■ Problem details:
Only a number is wanted here: the count of lines in the entries below that include the word "tree".

-- Supplied records follows --

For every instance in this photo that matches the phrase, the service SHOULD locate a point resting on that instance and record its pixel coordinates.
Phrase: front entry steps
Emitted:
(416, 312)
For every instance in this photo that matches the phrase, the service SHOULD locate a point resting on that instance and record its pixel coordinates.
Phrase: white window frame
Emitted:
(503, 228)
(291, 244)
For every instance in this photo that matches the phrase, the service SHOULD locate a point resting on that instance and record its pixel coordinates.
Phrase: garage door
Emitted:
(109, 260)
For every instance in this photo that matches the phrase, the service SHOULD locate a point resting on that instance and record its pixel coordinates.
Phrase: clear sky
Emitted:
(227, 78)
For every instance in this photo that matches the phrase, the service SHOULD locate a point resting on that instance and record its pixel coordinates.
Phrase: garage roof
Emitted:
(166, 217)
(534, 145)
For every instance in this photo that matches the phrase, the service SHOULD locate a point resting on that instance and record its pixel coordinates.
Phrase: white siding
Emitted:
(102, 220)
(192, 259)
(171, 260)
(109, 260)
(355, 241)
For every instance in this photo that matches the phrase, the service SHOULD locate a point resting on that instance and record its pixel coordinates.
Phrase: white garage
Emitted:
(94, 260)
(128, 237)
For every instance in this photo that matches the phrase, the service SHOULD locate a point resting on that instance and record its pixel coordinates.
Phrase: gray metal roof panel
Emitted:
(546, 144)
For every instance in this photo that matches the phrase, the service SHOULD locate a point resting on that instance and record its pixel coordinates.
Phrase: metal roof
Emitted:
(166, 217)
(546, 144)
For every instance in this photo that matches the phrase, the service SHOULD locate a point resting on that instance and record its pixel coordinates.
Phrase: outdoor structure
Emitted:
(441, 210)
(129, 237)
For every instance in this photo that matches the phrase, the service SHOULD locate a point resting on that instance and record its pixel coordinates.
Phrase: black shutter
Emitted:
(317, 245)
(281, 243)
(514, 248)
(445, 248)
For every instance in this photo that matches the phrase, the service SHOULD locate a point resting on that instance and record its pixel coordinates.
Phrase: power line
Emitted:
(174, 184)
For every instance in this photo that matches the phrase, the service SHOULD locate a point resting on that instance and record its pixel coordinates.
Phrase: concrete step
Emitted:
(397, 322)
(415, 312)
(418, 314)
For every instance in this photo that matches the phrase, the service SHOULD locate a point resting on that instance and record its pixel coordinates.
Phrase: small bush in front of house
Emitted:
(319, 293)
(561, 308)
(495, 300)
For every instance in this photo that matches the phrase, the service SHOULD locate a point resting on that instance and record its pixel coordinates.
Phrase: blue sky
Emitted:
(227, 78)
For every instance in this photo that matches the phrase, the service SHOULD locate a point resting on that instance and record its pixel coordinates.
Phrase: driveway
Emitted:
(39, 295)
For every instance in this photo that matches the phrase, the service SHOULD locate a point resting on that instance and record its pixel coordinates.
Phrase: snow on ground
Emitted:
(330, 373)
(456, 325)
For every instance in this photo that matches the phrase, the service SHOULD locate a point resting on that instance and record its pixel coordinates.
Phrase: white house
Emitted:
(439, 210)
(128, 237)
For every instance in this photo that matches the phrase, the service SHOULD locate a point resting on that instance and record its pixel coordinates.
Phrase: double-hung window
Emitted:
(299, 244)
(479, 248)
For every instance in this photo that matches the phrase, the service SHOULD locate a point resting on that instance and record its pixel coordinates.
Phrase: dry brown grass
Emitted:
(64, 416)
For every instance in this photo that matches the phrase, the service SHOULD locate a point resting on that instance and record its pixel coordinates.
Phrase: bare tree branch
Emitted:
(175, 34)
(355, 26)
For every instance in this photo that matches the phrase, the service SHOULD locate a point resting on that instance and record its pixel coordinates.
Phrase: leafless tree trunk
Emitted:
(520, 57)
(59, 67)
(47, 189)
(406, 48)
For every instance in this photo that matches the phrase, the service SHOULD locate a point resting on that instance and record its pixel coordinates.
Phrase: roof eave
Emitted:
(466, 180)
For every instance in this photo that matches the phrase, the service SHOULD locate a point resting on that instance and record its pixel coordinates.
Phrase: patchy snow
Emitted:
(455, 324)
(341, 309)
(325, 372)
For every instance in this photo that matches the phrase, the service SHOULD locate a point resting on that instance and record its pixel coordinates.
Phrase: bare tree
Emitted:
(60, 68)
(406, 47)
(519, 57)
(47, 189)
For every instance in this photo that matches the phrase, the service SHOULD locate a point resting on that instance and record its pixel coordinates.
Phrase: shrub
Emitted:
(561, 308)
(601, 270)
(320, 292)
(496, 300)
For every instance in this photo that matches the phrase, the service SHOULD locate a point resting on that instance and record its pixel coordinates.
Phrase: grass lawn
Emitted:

-- Supplied records concluded --

■ Solution to this problem:
3